_Énoncé de tâche_
Indiquez combien de lignes des entrées contiennent la chaîne « knit », en tenant compte de la casse. Donnez seulement le nombre.

==== Données fournies

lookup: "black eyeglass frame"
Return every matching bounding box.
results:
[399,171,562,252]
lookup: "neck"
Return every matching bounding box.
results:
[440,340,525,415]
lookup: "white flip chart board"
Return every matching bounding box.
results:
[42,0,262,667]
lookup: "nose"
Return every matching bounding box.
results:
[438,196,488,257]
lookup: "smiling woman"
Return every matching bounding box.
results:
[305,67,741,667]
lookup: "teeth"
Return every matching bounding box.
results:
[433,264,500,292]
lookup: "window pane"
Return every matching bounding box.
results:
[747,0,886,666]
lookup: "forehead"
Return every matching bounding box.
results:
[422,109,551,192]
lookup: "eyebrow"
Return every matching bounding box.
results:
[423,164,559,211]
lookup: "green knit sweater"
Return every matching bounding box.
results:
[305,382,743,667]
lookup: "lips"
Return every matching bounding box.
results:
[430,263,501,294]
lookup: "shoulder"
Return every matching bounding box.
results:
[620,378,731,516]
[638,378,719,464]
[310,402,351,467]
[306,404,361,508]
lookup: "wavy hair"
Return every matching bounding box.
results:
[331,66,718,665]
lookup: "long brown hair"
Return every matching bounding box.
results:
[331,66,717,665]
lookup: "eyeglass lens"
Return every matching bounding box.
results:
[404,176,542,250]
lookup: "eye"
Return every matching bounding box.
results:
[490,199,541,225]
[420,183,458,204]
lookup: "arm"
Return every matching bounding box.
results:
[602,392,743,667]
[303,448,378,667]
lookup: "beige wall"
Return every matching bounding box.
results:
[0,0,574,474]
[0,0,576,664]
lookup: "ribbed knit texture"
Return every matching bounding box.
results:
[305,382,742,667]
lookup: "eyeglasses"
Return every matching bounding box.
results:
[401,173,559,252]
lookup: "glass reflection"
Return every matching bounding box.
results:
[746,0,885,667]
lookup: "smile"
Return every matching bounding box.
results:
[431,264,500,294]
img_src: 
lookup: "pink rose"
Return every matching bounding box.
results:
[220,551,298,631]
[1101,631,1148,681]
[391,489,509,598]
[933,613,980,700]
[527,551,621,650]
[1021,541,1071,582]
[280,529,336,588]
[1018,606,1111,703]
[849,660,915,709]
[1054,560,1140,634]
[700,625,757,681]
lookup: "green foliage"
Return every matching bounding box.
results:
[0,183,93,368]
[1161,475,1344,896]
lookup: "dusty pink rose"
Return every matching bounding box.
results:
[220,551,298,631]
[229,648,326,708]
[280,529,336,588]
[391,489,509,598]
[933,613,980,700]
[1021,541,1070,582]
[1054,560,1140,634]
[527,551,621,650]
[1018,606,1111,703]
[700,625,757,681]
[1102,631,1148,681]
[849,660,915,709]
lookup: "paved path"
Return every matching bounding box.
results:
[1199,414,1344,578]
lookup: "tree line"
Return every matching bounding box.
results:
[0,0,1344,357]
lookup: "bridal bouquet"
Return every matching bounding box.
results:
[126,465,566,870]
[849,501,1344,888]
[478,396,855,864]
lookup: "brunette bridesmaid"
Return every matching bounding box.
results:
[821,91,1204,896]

========

_Tâche accomplie_
2